(Stored records)
***
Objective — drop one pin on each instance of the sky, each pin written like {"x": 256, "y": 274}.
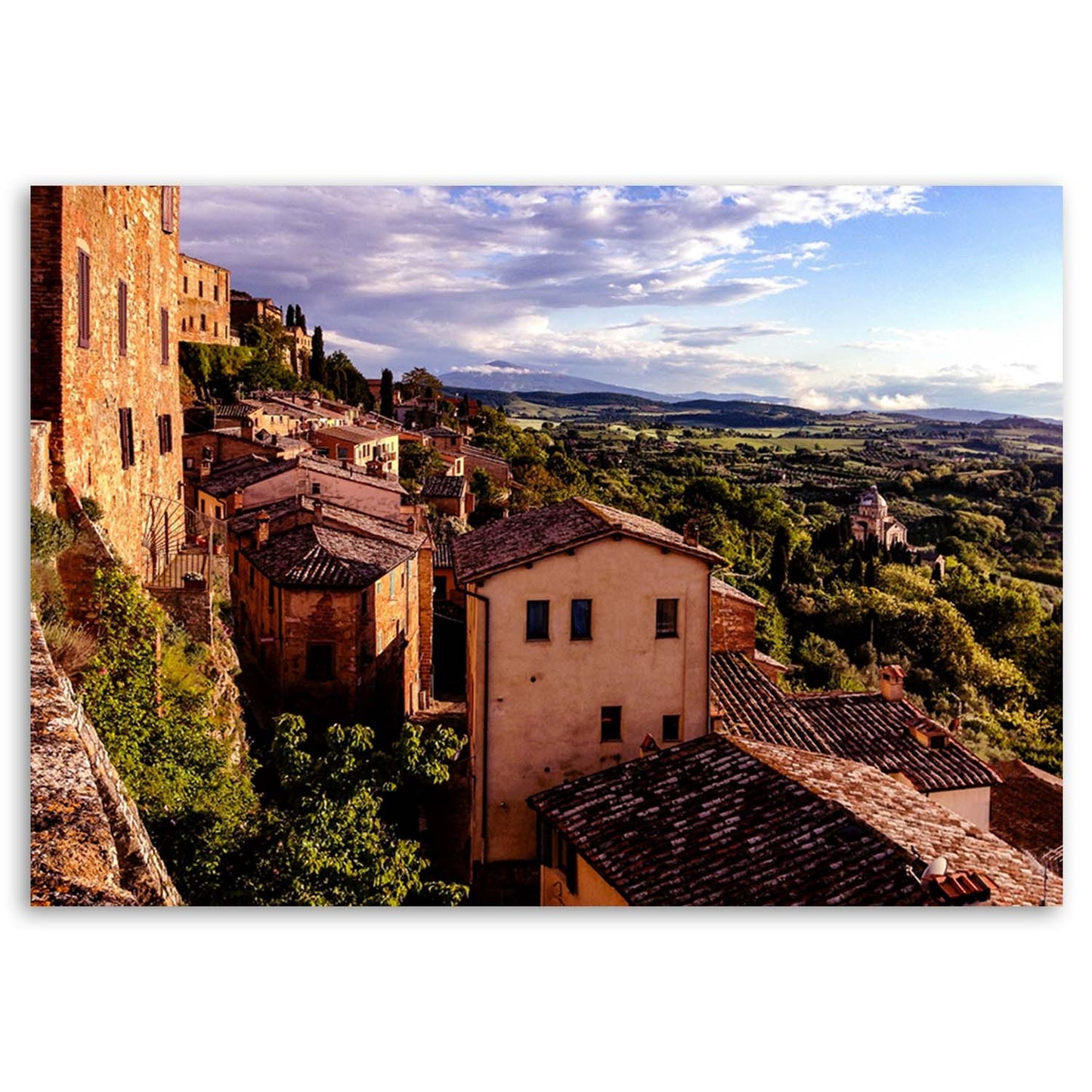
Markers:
{"x": 888, "y": 297}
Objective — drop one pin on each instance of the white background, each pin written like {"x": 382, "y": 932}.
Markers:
{"x": 930, "y": 93}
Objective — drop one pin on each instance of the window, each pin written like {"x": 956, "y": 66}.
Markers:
{"x": 537, "y": 620}
{"x": 167, "y": 198}
{"x": 122, "y": 318}
{"x": 83, "y": 306}
{"x": 125, "y": 435}
{"x": 667, "y": 616}
{"x": 580, "y": 627}
{"x": 611, "y": 724}
{"x": 320, "y": 662}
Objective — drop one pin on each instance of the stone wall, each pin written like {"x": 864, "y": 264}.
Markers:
{"x": 191, "y": 608}
{"x": 83, "y": 390}
{"x": 88, "y": 846}
{"x": 39, "y": 466}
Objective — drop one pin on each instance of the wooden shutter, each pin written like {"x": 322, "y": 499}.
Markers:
{"x": 83, "y": 306}
{"x": 125, "y": 436}
{"x": 122, "y": 318}
{"x": 169, "y": 208}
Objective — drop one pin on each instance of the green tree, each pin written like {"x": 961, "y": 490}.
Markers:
{"x": 417, "y": 462}
{"x": 421, "y": 383}
{"x": 387, "y": 393}
{"x": 328, "y": 838}
{"x": 318, "y": 356}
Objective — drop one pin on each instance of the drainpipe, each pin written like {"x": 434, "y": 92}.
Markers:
{"x": 485, "y": 732}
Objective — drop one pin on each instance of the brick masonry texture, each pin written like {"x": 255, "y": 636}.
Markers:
{"x": 80, "y": 391}
{"x": 88, "y": 846}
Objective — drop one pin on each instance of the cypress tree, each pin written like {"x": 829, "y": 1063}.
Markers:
{"x": 387, "y": 393}
{"x": 318, "y": 357}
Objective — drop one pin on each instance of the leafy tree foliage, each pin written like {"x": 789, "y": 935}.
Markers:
{"x": 328, "y": 839}
{"x": 387, "y": 393}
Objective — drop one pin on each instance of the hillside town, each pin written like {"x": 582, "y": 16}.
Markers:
{"x": 339, "y": 549}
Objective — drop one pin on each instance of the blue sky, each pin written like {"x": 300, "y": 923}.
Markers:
{"x": 834, "y": 297}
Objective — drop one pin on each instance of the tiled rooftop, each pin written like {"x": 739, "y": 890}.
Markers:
{"x": 1025, "y": 809}
{"x": 865, "y": 728}
{"x": 444, "y": 486}
{"x": 324, "y": 557}
{"x": 722, "y": 821}
{"x": 543, "y": 531}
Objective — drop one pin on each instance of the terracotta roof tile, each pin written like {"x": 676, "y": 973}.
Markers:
{"x": 865, "y": 728}
{"x": 719, "y": 821}
{"x": 543, "y": 531}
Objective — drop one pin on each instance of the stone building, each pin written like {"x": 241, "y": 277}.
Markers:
{"x": 588, "y": 630}
{"x": 334, "y": 608}
{"x": 871, "y": 520}
{"x": 204, "y": 304}
{"x": 104, "y": 348}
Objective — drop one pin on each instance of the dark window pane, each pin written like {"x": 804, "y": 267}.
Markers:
{"x": 83, "y": 302}
{"x": 537, "y": 620}
{"x": 581, "y": 630}
{"x": 667, "y": 611}
{"x": 320, "y": 662}
{"x": 611, "y": 723}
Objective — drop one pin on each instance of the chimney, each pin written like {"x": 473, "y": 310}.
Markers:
{"x": 262, "y": 532}
{"x": 891, "y": 682}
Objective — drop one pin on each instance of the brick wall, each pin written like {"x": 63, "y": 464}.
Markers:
{"x": 81, "y": 390}
{"x": 733, "y": 623}
{"x": 204, "y": 291}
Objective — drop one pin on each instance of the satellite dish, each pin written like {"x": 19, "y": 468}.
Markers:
{"x": 937, "y": 868}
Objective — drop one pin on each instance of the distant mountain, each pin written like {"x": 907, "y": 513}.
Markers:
{"x": 501, "y": 376}
{"x": 971, "y": 416}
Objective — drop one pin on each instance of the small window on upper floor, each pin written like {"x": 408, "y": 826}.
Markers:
{"x": 667, "y": 616}
{"x": 580, "y": 623}
{"x": 537, "y": 620}
{"x": 611, "y": 724}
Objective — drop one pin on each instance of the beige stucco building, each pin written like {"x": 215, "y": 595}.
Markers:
{"x": 588, "y": 630}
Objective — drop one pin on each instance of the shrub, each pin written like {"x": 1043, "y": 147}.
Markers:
{"x": 71, "y": 645}
{"x": 49, "y": 535}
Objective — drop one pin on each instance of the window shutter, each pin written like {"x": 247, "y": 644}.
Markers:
{"x": 169, "y": 208}
{"x": 122, "y": 318}
{"x": 83, "y": 305}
***
Work task =
Word for word, give the entries back in full; the pictures do not belong in the copy.

Answer for this exercise =
Objective — drop one pin on each instance of the sky, each pin written like {"x": 256, "y": 274}.
Markers:
{"x": 888, "y": 297}
Objective — drop one pin on each instance of the white background, each pin written like {"x": 382, "y": 932}.
Markers:
{"x": 930, "y": 93}
Objective — drop one pin on each instance of the window, each pin written like {"x": 956, "y": 66}.
Markers:
{"x": 537, "y": 620}
{"x": 167, "y": 198}
{"x": 122, "y": 318}
{"x": 83, "y": 306}
{"x": 125, "y": 435}
{"x": 667, "y": 616}
{"x": 580, "y": 627}
{"x": 611, "y": 724}
{"x": 320, "y": 662}
Objective — drop one pin on each instance of the stone wall, each pin written like {"x": 864, "y": 264}.
Markers:
{"x": 191, "y": 608}
{"x": 83, "y": 390}
{"x": 88, "y": 846}
{"x": 39, "y": 466}
Objective — drop one pin on each instance of the wooden shutter, each pin written like {"x": 322, "y": 499}.
Markers:
{"x": 83, "y": 306}
{"x": 125, "y": 436}
{"x": 122, "y": 318}
{"x": 169, "y": 208}
Objective — drop one pin on each instance of the green tree, each pin written like {"x": 961, "y": 490}.
Markers:
{"x": 417, "y": 462}
{"x": 421, "y": 383}
{"x": 387, "y": 393}
{"x": 328, "y": 838}
{"x": 318, "y": 356}
Objective — drop one pin on each instance of the drainpipe, each pin written like {"x": 434, "y": 92}.
Markers:
{"x": 485, "y": 732}
Objective — drop one pin on each instance of the brick masonry texture, each pin written like {"x": 255, "y": 636}.
Markers:
{"x": 80, "y": 391}
{"x": 88, "y": 846}
Objective — drop one pin on each instance of the cypress tree, each pin written like {"x": 829, "y": 1063}.
Markers:
{"x": 387, "y": 393}
{"x": 318, "y": 357}
Objective — drop one pin on each instance of the leafy tree foliage, each pin written like {"x": 789, "y": 935}.
Markers:
{"x": 328, "y": 839}
{"x": 387, "y": 393}
Objective — drop one pin on each instance of the hillside town, each pin written like {"x": 582, "y": 16}.
Markers:
{"x": 339, "y": 549}
Objective — drop one pin on each instance of the blue sky, each pin written like {"x": 300, "y": 923}.
Markers:
{"x": 834, "y": 297}
Objective — drop one pin on each instance of the tiled rooftop, each pin written like {"x": 739, "y": 890}.
Markers:
{"x": 1025, "y": 809}
{"x": 865, "y": 728}
{"x": 444, "y": 486}
{"x": 324, "y": 557}
{"x": 722, "y": 821}
{"x": 543, "y": 531}
Objective — drop one pin on each instance of the terracotta roof tile, each pin written like {"x": 676, "y": 973}.
Markers:
{"x": 865, "y": 728}
{"x": 719, "y": 821}
{"x": 543, "y": 531}
Objective — drop one pin on each instance of the stone building, each pin written like {"x": 241, "y": 277}.
Markers:
{"x": 588, "y": 630}
{"x": 334, "y": 608}
{"x": 871, "y": 520}
{"x": 204, "y": 304}
{"x": 104, "y": 348}
Objective — drop one pin on each instance of the dark window pane, each pin written like {"x": 804, "y": 267}.
Markers:
{"x": 83, "y": 302}
{"x": 537, "y": 620}
{"x": 581, "y": 630}
{"x": 667, "y": 611}
{"x": 320, "y": 662}
{"x": 611, "y": 723}
Objective — drop one pin on each instance of the chimney, each pin written like {"x": 473, "y": 310}.
Markers:
{"x": 262, "y": 532}
{"x": 891, "y": 682}
Objective — drop one pin on each instance of the brick wall, each pin written like {"x": 63, "y": 464}.
Markers:
{"x": 81, "y": 390}
{"x": 733, "y": 623}
{"x": 204, "y": 291}
Objective — drop one pin on each instance of the satellite dish, each pin written like {"x": 19, "y": 468}.
Markers:
{"x": 937, "y": 868}
Objective — drop one pin on each instance of the distant mountain, each pin written like {"x": 907, "y": 513}.
Markers:
{"x": 501, "y": 376}
{"x": 971, "y": 416}
Objective — drop one pin on each instance of the small window on upper floor, each pin written like {"x": 408, "y": 826}.
Markers:
{"x": 667, "y": 616}
{"x": 580, "y": 623}
{"x": 537, "y": 620}
{"x": 611, "y": 724}
Objective — drop one pin on each instance of the beige stucco building, each pin written like {"x": 215, "y": 595}.
Markers:
{"x": 588, "y": 630}
Objective — drop one pin on each instance of the shrub, each pin written like {"x": 1043, "y": 147}.
Markers:
{"x": 71, "y": 645}
{"x": 49, "y": 535}
Objective — drop one pin on each instance of the window shutter, each pin written like {"x": 247, "y": 644}.
Markers:
{"x": 169, "y": 208}
{"x": 122, "y": 318}
{"x": 83, "y": 305}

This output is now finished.